# [EXTRACTED MATERIAL]
####

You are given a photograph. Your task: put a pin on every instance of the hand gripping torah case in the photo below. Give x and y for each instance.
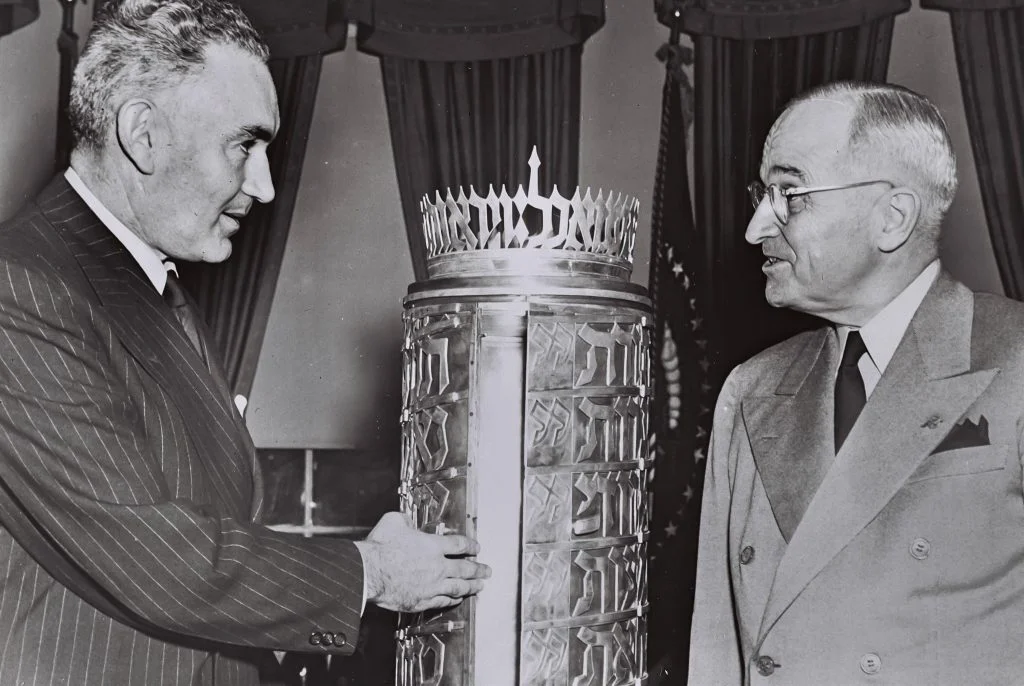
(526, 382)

####

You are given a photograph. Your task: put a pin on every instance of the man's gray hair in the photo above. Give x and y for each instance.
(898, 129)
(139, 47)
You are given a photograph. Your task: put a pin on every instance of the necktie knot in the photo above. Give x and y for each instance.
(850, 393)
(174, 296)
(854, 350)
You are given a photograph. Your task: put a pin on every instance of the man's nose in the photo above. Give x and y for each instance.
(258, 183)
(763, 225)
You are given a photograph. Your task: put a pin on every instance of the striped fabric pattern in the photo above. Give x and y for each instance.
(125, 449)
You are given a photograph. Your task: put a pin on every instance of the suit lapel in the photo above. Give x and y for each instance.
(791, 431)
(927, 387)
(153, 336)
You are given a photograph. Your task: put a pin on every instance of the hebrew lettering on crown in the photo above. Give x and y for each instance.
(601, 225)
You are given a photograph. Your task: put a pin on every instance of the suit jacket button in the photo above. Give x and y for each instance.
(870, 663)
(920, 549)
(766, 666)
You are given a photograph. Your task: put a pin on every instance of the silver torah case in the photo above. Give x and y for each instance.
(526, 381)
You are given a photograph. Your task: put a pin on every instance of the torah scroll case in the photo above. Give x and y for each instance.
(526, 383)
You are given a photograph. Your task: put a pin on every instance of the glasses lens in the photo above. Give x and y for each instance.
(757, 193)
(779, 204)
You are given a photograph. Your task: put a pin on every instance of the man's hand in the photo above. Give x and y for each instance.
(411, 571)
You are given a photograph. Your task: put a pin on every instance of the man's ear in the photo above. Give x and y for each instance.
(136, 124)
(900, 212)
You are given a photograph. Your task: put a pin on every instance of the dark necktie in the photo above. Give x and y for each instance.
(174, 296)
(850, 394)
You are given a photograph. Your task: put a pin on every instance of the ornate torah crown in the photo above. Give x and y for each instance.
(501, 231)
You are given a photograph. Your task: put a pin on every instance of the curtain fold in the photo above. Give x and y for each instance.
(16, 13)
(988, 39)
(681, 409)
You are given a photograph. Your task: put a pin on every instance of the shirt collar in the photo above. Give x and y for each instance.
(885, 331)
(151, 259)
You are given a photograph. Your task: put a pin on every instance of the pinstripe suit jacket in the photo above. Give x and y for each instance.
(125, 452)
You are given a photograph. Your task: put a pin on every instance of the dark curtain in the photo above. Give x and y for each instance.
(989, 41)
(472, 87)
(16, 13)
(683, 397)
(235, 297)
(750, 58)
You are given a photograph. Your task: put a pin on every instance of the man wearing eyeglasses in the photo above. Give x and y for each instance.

####

# [EXERCISE DESCRIPTION]
Please reproduce, word for word, the lines from the line with "the man's hand" up to and including the line with "the man wearing".

# [PROBLEM SOLUTION]
You are given a photograph. Your task: put a pin on every instance of the man's hand in the photo above. Give x and y for each instance.
(411, 571)
You are given a photograph. Your task: put a pin on every instance of the man's ear in the photo above. Give x and y for each instance.
(136, 124)
(900, 212)
You are given a photograph. Your task: put a pin on every instance of the dark necktie in the photo above. Give x and y for each instance.
(174, 296)
(850, 394)
You are given a photograph. Your task: put a pin on every instance of the ornate torah crown in the photo above. Give x and y for each instance.
(501, 231)
You are given a photograph. Your task: put a pin on every instance of the curtain fold in the photo above. Give x and y for each instance.
(16, 13)
(988, 39)
(681, 409)
You are given a photograph. Your task: put a pin on every instance of the shirt collar in the photo above. Give x and y for each instance.
(885, 331)
(151, 259)
You are given a photograph. Your task: put a pin on every instance of the pinstripe suit jacket in the photo above. Give x and y for each instance.
(125, 452)
You are given a photograph. Your task: put a pin on every instance of the dark curtain in the photo above. Give x and y for each instance.
(989, 41)
(472, 87)
(16, 13)
(683, 397)
(235, 297)
(750, 58)
You are given a photograph. Your task: put a pin on every instance of the man wearing eyeglasses in the photo above. Give x and y for each instance.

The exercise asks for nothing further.